WHAT YOU ARE ASKED TO DO: Rewrite every line of the items below, requests included, shifting each point by adding 135 to both of its coordinates. Omit the pictures from your answer.

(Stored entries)
══════════
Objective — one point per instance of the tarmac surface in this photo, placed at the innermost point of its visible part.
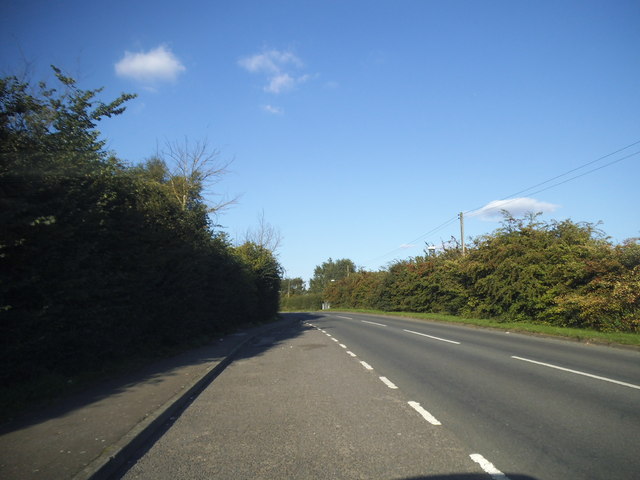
(92, 434)
(294, 405)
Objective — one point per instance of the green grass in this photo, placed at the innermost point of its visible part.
(579, 334)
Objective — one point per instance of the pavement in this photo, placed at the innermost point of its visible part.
(92, 434)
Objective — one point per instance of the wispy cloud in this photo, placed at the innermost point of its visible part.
(279, 67)
(273, 110)
(156, 65)
(516, 206)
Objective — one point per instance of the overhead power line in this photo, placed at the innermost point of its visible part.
(568, 172)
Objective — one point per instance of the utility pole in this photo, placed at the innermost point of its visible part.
(462, 232)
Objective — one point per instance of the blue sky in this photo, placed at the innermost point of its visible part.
(357, 127)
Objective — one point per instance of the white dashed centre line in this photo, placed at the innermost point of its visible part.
(488, 467)
(388, 382)
(373, 323)
(630, 385)
(426, 415)
(431, 336)
(366, 365)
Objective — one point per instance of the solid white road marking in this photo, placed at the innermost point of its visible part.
(488, 467)
(366, 365)
(388, 382)
(431, 336)
(630, 385)
(426, 415)
(373, 323)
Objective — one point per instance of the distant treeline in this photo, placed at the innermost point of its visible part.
(557, 273)
(100, 261)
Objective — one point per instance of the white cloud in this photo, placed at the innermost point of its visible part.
══════════
RESULT:
Objective — one point per instance of the tarmac surface in this photo, placed at the innermost point of its visible part.
(227, 569)
(429, 540)
Objective — one point per instance of the green grass in this photo, placed at the innermost point of its visible part.
(714, 469)
Objective — one point per instance of the pavement in this photo, placed at the innermost point of its visible part.
(227, 569)
Objective — one point per instance of the wispy cloud in this photo, placed at the innermost point of its visible part.
(414, 202)
(408, 245)
(291, 200)
(651, 341)
Objective — one point per instance of the overhead power line in this photo, placed at the innermost point of its visible part.
(703, 307)
Objective — one point per instance of the utility pole in this photo, placed at the innermost point of its visible part.
(597, 367)
Objective — one point per instance of the blue sky in this photo, placed at the innermost point of its visible part.
(492, 262)
Objective — one point per instance of the white dashed centre line in this photo, placed at the innermost point of its visible part.
(623, 602)
(523, 517)
(508, 458)
(765, 520)
(561, 550)
(566, 471)
(501, 500)
Objective — one point per instance of the solid white road marking in this photo, placed at the innermost point of its visible part.
(623, 602)
(501, 500)
(523, 517)
(566, 471)
(765, 520)
(561, 550)
(508, 458)
Objective — one point per instance of the distant treeline in this photo, placed at the innermost point of its visible part.
(692, 408)
(235, 396)
Objective — one point per instance of the white cloud in this photo, placed at the innermost point of its visible part.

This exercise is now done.